Talk to the hand!
The catchphrase that made Trent Oliver into a star!

Photos by Deen van Meer

The prom, the big dance, signals that graduation is nearby. It’s a farewell to friends, nemeses, teachers who have touched you and others who are glad to see you go. My prom went well…..until I realized the girls I’ve hanged out with were true bitches! The disrespect came heavily from Patty. She was belligerent on the ride over and returning that I provided, and at the dinner table. My date Walter quickly dipped out to be with his circle jerk of a brotherhood. Otherwise, the food and music were on point. There could have been same sex couples, but I don’t know. And frankly, I didn’t care. If you were willing to pay the $45 per person and looked fly, you were alright with me. The same cannot be said about gay couple Emma (Kaden Kearney) and Alyssa (Kalyn West). Everyone has to ‘prompose” to their significant other and Emma and Alyssa are no exception. What can go wrong? Everything and more. The PTA, especially the president Mrs. Greene, (Ashanti J’Aria does a hell of a job being the bad guy!), she’s also Alyssa’s mother, are not thrilled with having a gay couple at the prom. Before, we go into their story, let’s backtrack to an earlier time.

Actors Barry Glickman and Dee Dee Allen (Patrick Wetzel and Courtney Balan are a dynamic duo) have opened the show “Eleanor!: The Eleanor Roosevelt Story” and closed it the same night. Critics didn’t hold back their distaste for the show or the two starring lead narcissistic actors. Though Dee Dee has perfected the late First Lady’s high-pitch voice, she sounded like a chicken with a twisted neck, the show wasn‘t all that. Soon, the company, which includes Trent Oliver (actor Bud Weber kept the funny momentum going from beginning to end which was genius!) who loves to repeat how he studied at Julliard. The company have an idea to save face. They devise a plan to find a cause and fix it. A few ideas are tossed around —world hunger, global warming— then, a story on Twitter is found about a lesbian high school student who was denied access because she wanted to her girlfriend in Edgewater, Indiana. They decide to fly down to the Midwest and help. That’s when things get real. Real funny and memorable.
“The Prom,” music by Matthew Sklar, lyrics by Chad Beguelin and book by Bob Martin and Beguelin and concept developed by Jack Viertel, is a roman à clef on a real life prom in 2010 at Itawamba Agricultural High School in Fulton, Mississippi, when senior Constance McMillen wanted to take her girlfriend to their senior prom.

*Information provided*.
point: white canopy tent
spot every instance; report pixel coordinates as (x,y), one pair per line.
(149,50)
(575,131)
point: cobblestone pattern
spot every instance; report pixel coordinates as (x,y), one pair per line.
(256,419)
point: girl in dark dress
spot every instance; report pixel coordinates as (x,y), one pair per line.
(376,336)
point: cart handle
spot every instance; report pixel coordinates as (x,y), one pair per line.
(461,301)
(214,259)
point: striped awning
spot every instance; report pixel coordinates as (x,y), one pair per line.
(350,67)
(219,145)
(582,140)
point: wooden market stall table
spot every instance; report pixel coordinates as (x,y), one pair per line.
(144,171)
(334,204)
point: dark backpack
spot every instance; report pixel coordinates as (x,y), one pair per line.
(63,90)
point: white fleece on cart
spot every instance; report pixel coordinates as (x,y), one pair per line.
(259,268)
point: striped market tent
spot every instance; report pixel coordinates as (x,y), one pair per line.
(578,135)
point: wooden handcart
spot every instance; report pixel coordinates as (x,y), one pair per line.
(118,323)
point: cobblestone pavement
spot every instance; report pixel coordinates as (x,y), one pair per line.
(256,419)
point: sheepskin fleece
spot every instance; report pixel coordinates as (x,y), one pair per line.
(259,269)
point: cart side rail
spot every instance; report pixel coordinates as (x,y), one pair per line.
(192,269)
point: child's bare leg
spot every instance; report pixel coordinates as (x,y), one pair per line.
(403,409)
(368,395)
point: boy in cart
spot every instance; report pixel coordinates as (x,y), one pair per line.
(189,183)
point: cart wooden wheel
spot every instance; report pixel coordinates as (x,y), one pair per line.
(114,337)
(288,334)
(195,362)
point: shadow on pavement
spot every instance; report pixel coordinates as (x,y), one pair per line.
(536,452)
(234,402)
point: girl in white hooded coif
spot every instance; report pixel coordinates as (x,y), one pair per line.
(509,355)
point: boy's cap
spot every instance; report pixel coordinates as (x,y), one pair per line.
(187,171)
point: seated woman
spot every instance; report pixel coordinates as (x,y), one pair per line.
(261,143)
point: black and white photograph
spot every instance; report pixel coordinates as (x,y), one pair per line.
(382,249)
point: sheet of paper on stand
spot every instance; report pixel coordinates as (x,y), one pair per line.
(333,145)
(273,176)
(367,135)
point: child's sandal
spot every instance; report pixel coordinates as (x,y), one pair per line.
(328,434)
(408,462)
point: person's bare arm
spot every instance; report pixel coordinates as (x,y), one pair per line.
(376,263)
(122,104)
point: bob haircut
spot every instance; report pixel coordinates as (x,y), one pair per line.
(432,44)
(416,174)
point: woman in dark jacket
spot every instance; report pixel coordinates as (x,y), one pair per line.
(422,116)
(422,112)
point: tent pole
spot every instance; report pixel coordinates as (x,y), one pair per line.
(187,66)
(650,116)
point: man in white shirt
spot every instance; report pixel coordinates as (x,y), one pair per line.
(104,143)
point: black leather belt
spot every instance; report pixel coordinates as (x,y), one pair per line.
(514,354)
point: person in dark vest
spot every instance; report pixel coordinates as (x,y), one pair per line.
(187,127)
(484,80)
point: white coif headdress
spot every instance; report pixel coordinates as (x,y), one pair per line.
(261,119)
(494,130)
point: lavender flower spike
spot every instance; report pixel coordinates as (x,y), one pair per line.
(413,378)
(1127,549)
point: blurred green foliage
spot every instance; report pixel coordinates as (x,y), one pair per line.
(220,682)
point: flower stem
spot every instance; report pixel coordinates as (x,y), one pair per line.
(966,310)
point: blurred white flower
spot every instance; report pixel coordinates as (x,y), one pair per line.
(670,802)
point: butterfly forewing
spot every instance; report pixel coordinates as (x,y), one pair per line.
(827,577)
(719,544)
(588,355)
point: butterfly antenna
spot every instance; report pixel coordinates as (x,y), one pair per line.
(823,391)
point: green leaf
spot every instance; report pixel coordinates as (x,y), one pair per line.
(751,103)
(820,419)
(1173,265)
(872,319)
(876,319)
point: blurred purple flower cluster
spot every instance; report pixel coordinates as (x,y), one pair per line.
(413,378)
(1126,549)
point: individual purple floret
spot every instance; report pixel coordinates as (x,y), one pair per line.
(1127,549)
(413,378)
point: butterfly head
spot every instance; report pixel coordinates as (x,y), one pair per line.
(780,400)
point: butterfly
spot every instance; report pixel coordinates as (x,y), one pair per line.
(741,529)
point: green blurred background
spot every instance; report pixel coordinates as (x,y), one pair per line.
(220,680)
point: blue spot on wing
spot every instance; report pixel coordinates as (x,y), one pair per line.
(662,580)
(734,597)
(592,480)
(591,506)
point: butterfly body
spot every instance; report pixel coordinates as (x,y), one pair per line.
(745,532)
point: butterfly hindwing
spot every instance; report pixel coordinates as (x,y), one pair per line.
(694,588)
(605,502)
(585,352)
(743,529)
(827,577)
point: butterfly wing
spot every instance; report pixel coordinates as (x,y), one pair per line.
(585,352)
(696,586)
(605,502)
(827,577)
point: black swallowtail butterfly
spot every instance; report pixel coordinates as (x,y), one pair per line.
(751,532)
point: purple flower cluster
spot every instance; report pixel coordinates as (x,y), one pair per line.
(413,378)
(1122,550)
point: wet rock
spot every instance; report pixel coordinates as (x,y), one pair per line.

*Things to do*.
1 - In the review of The Prom, at which school was the real 2010 prom that the musical draws on held?
2 - Please continue the review of The Prom, picking up right after its final sentence about Constance McMillen.

*Answers to the problems*.
1 - Itawamba Agricultural High School in Fulton, Mississippi.

2 -
The PTA, banned the couple from going. Along with the ACLU, McMillen sued and won, but not the way she wanted. The sneaky parents unified and secured a different venue elsewhere, whereas, the true prom only had 7 teenagers. Shameful! Dee Dee made it all about her. She hoped her presence, and others, were enough for the whole situation to turnover. When that didn’t happen, the situation worsened. Barry wasn’t having it and soldiered on in making the prom a reality. Alyssa’s mother, is highly against her daughter attending prom.
After all the boo-hooing and other extreme mental commotion that ensued, the school has their long-awaited prom, of course.

Wetzel and Balan worked well together as surrogate parents to the student body. It began to save their careers and ended with saving the students of an unforgettable night that only happens once in a lifetime. Kearney and West have great chemistry and their voices unite beautiful in their songs. A lot of heartfelt songs and strong emotion makes this a wonderful production to enjoy.

The Prom, plays at the Ahmanson Theatre, located at 135 N. Grand Ave, Los Angeles, Dark on Mon., Tues. – Fri. at 8 p.m., Sat. at 2 p.m. and 8 p.m., Sundays 1 and 6:30 p.m., ends Sunday, Sept. 11th at 1 p.m. no 6:30 p.m. show. Tickets start at $35 and available at or call Center Theatre Group Audience Services at 213.972.4400.

Run Time and Intermission: 2 hours and 30 minutes including one 15-minute intermission.

Covid policy is that the audience is vaccinated and masked at all times for the performance.